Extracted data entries
==*==

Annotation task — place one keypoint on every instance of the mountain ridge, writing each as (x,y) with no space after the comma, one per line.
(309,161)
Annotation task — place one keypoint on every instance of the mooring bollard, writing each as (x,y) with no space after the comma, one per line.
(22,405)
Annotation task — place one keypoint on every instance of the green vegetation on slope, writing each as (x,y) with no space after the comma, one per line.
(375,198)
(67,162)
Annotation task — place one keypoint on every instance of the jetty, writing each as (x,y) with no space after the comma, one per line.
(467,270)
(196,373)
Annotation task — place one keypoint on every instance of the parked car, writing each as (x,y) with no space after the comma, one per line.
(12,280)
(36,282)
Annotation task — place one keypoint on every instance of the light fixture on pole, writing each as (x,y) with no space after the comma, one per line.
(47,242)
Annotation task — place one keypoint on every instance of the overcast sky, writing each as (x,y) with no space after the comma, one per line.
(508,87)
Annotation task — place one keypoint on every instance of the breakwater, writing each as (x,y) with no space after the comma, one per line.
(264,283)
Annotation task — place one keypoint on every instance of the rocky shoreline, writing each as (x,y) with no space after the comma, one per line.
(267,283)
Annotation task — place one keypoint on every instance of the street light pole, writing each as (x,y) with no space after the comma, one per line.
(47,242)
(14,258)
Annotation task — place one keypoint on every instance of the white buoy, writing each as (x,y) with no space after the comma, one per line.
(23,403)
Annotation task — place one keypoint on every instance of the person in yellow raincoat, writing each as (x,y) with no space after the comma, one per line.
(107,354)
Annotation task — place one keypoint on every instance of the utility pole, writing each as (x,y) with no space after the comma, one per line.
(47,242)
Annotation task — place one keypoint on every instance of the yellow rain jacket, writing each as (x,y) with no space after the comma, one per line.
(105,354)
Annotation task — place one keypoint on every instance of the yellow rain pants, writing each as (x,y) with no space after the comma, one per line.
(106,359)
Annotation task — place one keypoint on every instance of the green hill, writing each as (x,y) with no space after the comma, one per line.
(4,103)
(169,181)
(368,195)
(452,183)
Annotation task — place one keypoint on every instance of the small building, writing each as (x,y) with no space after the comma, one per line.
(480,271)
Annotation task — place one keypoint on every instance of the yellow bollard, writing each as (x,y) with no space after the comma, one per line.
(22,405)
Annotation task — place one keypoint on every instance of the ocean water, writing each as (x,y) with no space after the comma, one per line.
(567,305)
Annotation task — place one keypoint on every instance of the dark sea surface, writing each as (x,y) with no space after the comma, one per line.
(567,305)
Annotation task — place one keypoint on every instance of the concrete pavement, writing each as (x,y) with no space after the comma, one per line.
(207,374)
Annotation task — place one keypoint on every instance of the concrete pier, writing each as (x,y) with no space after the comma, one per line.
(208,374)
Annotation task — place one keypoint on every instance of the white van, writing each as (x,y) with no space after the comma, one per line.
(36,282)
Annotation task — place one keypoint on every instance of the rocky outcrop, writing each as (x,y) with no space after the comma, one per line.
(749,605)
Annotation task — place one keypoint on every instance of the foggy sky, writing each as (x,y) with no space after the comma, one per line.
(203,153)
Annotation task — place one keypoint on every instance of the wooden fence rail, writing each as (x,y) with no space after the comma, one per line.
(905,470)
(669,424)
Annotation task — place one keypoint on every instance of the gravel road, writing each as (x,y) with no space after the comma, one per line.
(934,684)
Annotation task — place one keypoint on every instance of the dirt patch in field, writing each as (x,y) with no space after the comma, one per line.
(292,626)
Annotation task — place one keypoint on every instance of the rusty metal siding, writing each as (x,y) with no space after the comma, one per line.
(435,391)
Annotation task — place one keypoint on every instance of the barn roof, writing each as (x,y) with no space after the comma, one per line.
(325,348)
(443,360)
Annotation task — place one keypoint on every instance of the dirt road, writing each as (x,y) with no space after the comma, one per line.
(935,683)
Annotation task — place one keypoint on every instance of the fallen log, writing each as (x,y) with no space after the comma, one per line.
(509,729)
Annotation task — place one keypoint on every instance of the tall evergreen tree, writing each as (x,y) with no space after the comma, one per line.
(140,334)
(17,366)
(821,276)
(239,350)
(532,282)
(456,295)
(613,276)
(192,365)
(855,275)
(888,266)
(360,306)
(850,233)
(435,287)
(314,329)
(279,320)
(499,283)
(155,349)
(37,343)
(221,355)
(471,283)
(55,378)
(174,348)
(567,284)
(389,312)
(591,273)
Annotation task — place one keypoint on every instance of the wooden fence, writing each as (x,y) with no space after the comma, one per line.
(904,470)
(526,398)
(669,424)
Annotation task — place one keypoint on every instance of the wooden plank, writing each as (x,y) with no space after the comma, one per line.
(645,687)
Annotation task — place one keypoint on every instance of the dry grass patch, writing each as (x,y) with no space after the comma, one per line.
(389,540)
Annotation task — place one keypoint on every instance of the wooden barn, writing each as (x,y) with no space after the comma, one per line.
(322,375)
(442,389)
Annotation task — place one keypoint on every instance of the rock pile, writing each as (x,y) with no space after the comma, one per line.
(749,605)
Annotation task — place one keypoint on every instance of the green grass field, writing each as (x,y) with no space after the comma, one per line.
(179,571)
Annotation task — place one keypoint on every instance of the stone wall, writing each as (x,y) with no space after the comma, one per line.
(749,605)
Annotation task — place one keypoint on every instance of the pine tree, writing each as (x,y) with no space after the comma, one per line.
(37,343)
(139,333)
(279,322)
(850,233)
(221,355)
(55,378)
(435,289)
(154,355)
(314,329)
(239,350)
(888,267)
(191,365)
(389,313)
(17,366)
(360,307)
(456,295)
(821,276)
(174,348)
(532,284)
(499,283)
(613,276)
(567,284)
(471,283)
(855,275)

==*==

__Given problem__
Give back exactly the lines running from the line containing "of the tall" through the end of the material above, both included, and nothing beyond them.

__Answer for the task__
Annotation task — place one keypoint on every instance of the tall evergreen tree, writing each as (x,y) with no space after the comma, one per line.
(140,334)
(17,366)
(821,276)
(239,350)
(532,282)
(456,295)
(613,276)
(192,365)
(855,275)
(888,266)
(360,306)
(850,233)
(435,287)
(314,329)
(279,320)
(499,283)
(155,349)
(37,343)
(221,355)
(471,283)
(55,378)
(174,348)
(567,284)
(389,312)
(591,273)
Annotation task — place one keypoint on every instance of the wooden fence, writing each as (x,y) with no space after the comma, one per line.
(904,470)
(526,398)
(669,424)
Annotation task — place one keypoint on every instance of the wooden plank, writing each as (x,y) with no space after the comma, one per line.
(645,687)
Annotation task — place one keypoint on every instance of the dry grass patch, writing each as (x,y) with no space after the comma, one per line.
(389,540)
Annotation task — place one keypoint on every instance of the wooden barn, writing each as (x,y) with no space after the comma, one per line.
(322,375)
(442,389)
Annotation task — place one keypoint on every instance of the rock pile, writing each as (x,y) with no space after the comma, one per line.
(749,605)
Annotation task — place one keypoint on every instance of the green grass field, writing each as (x,y) with no space after the comma, one per line.
(179,571)
Annotation task — place one keypoint on every instance of the stone wall, writing each as (x,y) with no space after the comma, one per line.
(749,605)
Annotation task — place one keypoint on every instance of the pine tree, writing each as (x,y) with no space after the comma, one per line.
(37,343)
(139,333)
(279,322)
(850,233)
(221,355)
(55,378)
(435,289)
(154,355)
(314,329)
(239,350)
(888,267)
(191,365)
(389,313)
(17,366)
(360,307)
(456,295)
(821,276)
(174,348)
(532,284)
(499,283)
(613,276)
(567,284)
(471,283)
(855,275)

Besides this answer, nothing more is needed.